** Begin SUPPLIED MATERIAL **

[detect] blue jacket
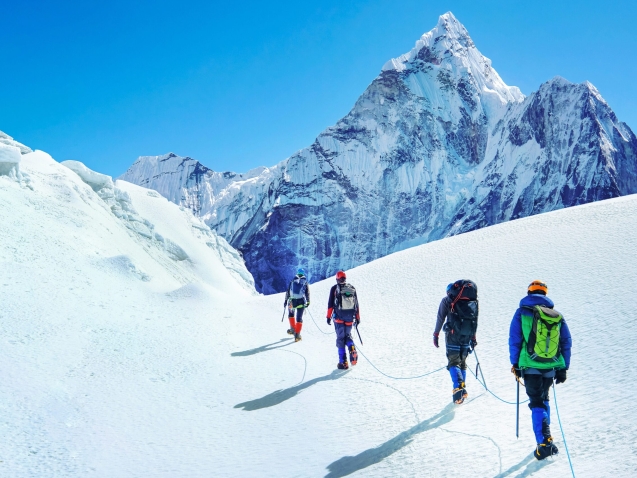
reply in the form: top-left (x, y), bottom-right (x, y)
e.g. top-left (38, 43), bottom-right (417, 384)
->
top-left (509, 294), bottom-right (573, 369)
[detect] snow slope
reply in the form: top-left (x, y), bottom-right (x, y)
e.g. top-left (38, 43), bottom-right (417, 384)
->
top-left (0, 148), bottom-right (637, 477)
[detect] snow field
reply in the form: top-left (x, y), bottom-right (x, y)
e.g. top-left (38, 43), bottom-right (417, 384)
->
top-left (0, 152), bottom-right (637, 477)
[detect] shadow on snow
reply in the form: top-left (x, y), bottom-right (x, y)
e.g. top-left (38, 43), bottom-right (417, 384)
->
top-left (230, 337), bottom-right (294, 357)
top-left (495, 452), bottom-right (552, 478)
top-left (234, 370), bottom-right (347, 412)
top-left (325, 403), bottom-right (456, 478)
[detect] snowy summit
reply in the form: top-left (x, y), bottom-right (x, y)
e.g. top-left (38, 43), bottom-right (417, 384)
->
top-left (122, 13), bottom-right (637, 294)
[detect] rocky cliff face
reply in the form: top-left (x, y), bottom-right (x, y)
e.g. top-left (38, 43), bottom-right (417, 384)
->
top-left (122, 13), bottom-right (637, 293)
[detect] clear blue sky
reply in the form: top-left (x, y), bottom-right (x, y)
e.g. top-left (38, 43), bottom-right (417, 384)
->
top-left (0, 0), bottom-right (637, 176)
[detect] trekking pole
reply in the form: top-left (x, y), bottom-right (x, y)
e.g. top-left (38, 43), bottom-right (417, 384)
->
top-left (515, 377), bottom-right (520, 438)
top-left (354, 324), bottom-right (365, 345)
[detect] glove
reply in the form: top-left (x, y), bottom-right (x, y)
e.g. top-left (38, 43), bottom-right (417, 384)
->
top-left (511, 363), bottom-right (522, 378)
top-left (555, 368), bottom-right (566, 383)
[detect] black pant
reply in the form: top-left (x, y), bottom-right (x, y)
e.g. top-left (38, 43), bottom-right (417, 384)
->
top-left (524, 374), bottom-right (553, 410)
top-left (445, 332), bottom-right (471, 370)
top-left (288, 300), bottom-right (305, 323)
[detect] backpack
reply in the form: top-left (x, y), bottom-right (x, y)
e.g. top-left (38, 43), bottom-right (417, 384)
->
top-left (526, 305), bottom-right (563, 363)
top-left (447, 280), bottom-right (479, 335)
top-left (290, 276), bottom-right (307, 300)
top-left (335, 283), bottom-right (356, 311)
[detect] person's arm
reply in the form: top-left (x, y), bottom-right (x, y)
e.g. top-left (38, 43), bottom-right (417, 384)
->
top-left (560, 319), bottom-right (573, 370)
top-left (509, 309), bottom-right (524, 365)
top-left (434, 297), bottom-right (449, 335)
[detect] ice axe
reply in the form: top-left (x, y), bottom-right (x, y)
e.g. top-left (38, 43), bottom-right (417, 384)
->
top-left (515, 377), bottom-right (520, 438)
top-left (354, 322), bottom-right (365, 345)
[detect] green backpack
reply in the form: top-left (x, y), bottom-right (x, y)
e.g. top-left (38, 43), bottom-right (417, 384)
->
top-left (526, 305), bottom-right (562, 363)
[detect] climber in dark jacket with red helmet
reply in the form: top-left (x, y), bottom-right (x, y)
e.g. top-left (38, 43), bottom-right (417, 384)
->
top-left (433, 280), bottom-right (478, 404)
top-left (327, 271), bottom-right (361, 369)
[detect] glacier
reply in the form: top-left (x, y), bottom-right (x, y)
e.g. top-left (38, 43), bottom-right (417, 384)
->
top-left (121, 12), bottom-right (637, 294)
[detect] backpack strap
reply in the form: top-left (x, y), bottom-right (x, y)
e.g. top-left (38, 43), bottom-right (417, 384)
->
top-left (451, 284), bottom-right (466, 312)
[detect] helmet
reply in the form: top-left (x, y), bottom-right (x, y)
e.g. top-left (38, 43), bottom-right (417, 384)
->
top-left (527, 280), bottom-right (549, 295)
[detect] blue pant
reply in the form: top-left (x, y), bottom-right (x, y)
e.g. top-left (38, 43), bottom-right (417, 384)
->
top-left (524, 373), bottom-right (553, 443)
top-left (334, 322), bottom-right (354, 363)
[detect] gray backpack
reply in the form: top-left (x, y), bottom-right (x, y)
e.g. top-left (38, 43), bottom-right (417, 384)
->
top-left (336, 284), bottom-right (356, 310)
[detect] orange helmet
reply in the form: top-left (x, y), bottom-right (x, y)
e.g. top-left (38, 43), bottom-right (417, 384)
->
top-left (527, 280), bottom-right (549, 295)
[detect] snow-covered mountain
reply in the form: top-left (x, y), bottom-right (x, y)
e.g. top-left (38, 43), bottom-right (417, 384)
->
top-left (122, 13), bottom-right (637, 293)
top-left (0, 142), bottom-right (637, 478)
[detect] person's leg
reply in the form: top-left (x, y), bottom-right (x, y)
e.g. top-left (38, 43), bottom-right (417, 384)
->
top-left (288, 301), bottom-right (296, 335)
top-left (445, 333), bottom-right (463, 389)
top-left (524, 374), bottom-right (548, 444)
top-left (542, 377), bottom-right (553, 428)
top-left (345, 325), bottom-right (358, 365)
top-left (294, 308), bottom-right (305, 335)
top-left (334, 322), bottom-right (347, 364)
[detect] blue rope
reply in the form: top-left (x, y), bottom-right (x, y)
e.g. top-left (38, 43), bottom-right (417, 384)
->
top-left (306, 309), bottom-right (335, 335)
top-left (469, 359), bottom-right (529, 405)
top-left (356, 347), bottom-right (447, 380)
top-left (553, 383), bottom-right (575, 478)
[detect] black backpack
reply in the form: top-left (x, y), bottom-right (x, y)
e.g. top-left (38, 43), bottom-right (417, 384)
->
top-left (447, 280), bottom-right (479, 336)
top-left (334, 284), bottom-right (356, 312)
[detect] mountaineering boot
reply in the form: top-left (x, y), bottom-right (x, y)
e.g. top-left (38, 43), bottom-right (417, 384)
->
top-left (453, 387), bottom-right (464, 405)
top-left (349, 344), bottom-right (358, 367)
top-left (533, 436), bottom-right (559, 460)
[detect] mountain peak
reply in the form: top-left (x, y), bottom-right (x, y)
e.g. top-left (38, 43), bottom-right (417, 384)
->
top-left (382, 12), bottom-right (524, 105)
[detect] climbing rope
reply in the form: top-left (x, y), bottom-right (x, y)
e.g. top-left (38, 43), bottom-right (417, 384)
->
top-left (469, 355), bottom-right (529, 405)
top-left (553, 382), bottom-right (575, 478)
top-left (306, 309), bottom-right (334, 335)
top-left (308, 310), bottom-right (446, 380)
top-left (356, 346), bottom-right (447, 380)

** End SUPPLIED MATERIAL **
** Begin SUPPLIED MATERIAL **

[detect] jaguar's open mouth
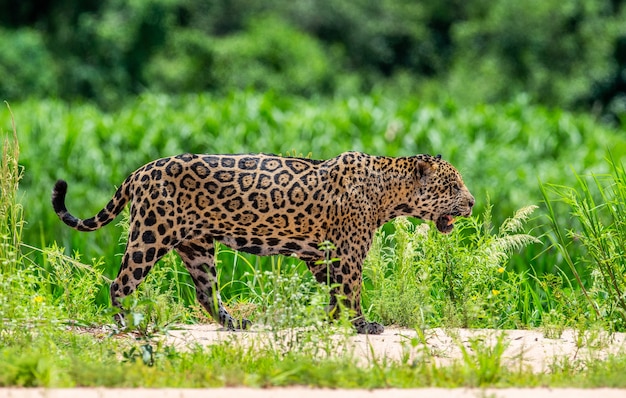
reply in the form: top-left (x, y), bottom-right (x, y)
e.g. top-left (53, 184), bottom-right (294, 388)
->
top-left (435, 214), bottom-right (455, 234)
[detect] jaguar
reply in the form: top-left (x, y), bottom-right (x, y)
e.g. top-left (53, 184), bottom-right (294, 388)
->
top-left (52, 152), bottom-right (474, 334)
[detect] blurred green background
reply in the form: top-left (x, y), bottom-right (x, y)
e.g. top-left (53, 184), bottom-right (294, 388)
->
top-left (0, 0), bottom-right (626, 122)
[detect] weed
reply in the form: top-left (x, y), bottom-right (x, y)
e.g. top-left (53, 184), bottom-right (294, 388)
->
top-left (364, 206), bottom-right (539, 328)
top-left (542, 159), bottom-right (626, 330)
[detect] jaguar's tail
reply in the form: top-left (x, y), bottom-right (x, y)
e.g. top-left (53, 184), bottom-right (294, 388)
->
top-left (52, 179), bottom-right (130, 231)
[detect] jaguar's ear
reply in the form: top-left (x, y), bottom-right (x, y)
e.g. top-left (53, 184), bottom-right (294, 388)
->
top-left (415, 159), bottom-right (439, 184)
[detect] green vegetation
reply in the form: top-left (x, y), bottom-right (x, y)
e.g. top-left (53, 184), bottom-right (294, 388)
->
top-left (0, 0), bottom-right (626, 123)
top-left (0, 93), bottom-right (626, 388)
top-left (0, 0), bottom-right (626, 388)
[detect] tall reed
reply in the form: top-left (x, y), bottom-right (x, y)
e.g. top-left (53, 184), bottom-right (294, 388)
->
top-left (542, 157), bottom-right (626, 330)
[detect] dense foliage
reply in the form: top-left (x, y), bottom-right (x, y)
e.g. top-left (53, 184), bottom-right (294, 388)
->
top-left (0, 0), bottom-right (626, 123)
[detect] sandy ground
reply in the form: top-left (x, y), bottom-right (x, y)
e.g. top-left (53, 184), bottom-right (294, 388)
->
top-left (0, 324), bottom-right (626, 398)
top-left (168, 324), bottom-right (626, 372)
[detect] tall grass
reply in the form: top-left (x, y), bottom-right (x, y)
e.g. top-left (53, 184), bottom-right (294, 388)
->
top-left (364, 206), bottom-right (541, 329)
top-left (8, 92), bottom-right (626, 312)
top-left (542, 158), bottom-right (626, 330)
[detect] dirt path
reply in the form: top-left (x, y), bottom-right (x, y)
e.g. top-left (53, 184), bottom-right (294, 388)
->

** End SUPPLIED MATERIAL **
** Begin SUPPLIED MATERIAL **

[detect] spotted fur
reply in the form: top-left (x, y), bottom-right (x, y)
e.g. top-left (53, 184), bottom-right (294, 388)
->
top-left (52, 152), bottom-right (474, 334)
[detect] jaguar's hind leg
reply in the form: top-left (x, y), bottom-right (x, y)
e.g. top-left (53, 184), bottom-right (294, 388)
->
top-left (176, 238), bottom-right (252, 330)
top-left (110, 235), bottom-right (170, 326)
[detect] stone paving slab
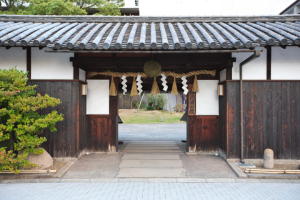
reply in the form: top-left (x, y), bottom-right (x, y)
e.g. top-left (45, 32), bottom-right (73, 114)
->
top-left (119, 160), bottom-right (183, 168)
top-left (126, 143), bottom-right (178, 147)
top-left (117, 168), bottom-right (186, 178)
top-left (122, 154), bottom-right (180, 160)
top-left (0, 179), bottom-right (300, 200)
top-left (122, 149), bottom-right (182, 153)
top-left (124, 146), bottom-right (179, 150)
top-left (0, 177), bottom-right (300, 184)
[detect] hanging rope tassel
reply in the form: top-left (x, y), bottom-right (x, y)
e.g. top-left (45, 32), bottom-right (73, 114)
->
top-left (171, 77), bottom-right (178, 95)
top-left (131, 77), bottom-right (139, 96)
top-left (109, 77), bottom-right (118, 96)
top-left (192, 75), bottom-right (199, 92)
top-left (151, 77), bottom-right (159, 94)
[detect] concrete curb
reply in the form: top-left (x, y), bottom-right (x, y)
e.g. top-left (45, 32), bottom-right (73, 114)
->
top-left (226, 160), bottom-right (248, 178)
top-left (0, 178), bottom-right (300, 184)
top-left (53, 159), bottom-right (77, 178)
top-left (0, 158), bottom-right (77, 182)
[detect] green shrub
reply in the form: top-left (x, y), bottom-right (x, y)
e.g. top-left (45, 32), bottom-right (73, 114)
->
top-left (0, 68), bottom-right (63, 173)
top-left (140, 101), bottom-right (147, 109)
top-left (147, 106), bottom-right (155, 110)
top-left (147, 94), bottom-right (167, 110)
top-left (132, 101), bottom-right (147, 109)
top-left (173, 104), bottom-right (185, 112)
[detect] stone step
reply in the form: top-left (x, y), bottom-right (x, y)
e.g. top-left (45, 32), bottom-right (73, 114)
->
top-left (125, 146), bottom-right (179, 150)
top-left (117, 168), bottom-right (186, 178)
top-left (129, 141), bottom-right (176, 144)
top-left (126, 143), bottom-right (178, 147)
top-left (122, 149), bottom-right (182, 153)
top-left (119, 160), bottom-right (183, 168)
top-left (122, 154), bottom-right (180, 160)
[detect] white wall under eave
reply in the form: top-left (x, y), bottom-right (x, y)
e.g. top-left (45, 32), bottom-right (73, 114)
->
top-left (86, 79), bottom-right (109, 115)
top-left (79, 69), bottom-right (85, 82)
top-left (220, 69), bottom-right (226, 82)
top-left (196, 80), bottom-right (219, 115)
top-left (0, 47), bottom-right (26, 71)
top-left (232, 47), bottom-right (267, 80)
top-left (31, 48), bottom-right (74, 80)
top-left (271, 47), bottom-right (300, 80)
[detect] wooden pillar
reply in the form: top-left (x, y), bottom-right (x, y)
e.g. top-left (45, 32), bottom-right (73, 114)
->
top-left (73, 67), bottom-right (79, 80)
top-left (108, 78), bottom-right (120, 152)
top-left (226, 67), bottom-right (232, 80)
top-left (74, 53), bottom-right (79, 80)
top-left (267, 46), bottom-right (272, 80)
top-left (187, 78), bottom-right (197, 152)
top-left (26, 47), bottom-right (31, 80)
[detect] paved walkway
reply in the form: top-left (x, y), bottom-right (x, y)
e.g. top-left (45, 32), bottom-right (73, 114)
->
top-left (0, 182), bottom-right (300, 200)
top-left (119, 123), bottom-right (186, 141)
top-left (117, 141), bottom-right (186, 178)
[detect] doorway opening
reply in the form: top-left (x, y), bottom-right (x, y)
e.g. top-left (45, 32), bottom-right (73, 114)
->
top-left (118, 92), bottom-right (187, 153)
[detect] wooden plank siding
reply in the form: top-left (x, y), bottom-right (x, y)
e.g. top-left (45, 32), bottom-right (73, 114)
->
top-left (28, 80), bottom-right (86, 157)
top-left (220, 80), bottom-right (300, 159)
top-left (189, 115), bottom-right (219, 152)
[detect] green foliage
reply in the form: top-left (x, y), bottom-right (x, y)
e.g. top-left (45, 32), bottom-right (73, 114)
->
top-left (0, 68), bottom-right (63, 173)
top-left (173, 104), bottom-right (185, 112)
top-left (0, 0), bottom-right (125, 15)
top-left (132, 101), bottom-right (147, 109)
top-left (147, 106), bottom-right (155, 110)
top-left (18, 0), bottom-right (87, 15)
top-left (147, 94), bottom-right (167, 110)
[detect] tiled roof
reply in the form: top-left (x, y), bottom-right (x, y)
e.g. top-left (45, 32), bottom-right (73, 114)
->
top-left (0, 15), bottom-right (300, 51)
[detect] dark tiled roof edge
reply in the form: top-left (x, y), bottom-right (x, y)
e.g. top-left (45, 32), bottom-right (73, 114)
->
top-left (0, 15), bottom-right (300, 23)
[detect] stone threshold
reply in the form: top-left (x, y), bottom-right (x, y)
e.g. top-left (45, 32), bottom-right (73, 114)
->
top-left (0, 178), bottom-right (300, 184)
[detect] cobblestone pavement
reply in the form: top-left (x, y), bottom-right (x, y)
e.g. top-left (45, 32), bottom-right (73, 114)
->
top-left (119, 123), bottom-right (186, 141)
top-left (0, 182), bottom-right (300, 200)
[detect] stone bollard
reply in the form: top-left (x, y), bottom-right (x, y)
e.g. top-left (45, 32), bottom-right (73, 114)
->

** End SUPPLIED MATERIAL **

YOUR OBJECTIVE - Lay out the data above as a Markdown table with the columns "Row" and "Line," covering the lines between the one holding "[detect] blue jacket" and the one holding "top-left (325, 403), bottom-right (456, 478)", inclusive. Skip blank lines and leave out the pictures.

WORKED SOLUTION -
| Row | Line |
|---|---|
| 1 | [detect] blue jacket |
| 2 | reply in the form: top-left (x, y), bottom-right (x, y) |
| 3 | e.g. top-left (38, 43), bottom-right (417, 384) |
| 4 | -> |
| 5 | top-left (509, 294), bottom-right (573, 369) |
| 6 | [detect] snow slope |
| 7 | reply in the form: top-left (x, y), bottom-right (x, y) |
| 8 | e.g. top-left (38, 43), bottom-right (417, 384) |
| 9 | -> |
| 10 | top-left (0, 148), bottom-right (637, 477) |
| 11 | [detect] snow field |
| 12 | reply in the form: top-left (x, y), bottom-right (x, y) |
| 13 | e.g. top-left (38, 43), bottom-right (417, 384) |
| 14 | -> |
| 15 | top-left (0, 152), bottom-right (637, 477) |
| 16 | [detect] shadow on snow |
| 17 | reply in the form: top-left (x, y), bottom-right (x, y) |
| 18 | e.g. top-left (38, 43), bottom-right (417, 384) |
| 19 | -> |
| 20 | top-left (230, 337), bottom-right (294, 357) |
| 21 | top-left (495, 452), bottom-right (552, 478) |
| 22 | top-left (234, 370), bottom-right (347, 412) |
| 23 | top-left (325, 403), bottom-right (456, 478) |